## Objective
Return each of the lines below word for word, with nothing changed.

## Excerpted data

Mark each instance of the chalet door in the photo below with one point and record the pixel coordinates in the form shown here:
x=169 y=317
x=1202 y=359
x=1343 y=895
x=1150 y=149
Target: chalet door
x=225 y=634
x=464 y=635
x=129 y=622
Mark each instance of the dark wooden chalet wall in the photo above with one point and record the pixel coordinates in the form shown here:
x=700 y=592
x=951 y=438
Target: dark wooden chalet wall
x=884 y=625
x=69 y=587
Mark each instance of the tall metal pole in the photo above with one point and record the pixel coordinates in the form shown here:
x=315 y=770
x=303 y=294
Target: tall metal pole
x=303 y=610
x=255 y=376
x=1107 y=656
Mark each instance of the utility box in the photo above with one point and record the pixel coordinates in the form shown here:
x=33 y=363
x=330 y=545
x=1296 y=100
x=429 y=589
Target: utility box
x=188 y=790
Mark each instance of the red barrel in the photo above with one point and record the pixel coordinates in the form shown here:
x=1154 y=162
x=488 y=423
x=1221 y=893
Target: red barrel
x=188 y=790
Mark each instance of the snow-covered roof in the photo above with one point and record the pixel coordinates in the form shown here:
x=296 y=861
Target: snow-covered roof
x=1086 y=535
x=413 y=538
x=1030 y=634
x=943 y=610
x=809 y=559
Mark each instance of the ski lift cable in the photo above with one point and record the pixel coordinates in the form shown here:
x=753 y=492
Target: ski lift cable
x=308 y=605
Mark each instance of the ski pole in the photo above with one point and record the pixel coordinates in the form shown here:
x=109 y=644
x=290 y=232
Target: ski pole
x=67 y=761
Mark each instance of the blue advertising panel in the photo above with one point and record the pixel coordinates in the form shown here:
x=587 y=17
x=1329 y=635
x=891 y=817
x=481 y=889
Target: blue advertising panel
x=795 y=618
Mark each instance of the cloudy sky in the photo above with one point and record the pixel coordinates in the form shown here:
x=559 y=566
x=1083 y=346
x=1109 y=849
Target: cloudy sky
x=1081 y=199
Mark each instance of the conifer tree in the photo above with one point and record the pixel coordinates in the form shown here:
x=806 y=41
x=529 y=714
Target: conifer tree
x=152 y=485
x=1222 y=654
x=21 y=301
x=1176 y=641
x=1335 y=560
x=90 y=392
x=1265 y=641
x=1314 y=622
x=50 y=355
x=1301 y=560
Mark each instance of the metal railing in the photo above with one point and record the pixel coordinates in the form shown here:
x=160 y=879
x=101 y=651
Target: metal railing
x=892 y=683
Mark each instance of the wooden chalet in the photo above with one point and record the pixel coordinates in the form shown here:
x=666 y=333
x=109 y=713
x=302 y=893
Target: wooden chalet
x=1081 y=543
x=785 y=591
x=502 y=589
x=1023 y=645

## Result for this exercise
Mark each instance of the chalet door in the photo below with one point and record the pixel coordinates in the form shown here:
x=169 y=317
x=1202 y=359
x=1343 y=895
x=1150 y=149
Target: chalet door
x=225 y=634
x=464 y=635
x=129 y=622
Mark each instance of the dark wooden chalet wall in the photo above with one point and record the pixel coordinates in the form shown here:
x=700 y=592
x=951 y=438
Target: dark wooden chalet wall
x=884 y=625
x=69 y=587
Mark each instance of the tall metal pole in the photo above with one point and record the pixel coordinates in the form shown here:
x=315 y=770
x=303 y=294
Target: tall metal pole
x=303 y=610
x=255 y=376
x=1107 y=656
Mark each instance of the utility box in the photo above with one point and record the pixel coordinates in the form shown here:
x=33 y=363
x=330 y=545
x=1296 y=100
x=429 y=589
Target: utility box
x=188 y=790
Mark each instance of the red barrel in the photo above with one point and record the pixel coordinates in the form shown here:
x=1154 y=162
x=488 y=423
x=1221 y=893
Target: red barrel
x=188 y=790
Mark each instance of the snow-covered roof in the photo above with one point and record the pixel coordinates in the form shown here:
x=296 y=861
Target: snow-covered roof
x=1086 y=535
x=413 y=538
x=1030 y=634
x=943 y=610
x=809 y=559
Mark each instance of the ski lift cable in the photo above with one point and record the pixel coordinates in the form shown here:
x=753 y=492
Target: ski lift cable
x=308 y=605
Mark each instance of the ski pole in the photo above with one point and record the pixel coordinates in the form shown here:
x=109 y=644
x=290 y=232
Target: ski pole
x=67 y=761
Mark each instance of the blue advertising panel in the photo above with one point and record the pixel coordinates in the form shown here:
x=587 y=17
x=1329 y=635
x=891 y=817
x=481 y=889
Target: blue advertising panel
x=795 y=618
Mark each instance of the cloudy sky in the photo above with one point and record the pixel coordinates in the form shown here:
x=559 y=566
x=1083 y=346
x=1109 y=849
Target: cloudy sky
x=1081 y=199
Mark each instance of the conifer tree in the photo above with one point and record the pixel coordinates in the form shown here:
x=806 y=41
x=529 y=714
Target: conifer tree
x=152 y=485
x=1222 y=654
x=21 y=301
x=1176 y=641
x=1335 y=560
x=90 y=392
x=1265 y=641
x=1314 y=622
x=50 y=355
x=1301 y=560
Mark each instance of the metal railing in the photo above with one point and record the pixel coordinates in the form shown here:
x=160 y=879
x=101 y=651
Target: metal railing
x=892 y=683
Mark each instance of the wooden chalet in the photo above with one point and record the pixel coordinates in the form shown here:
x=666 y=333
x=109 y=713
x=302 y=893
Target: wooden chalet
x=1081 y=543
x=785 y=591
x=502 y=589
x=1023 y=645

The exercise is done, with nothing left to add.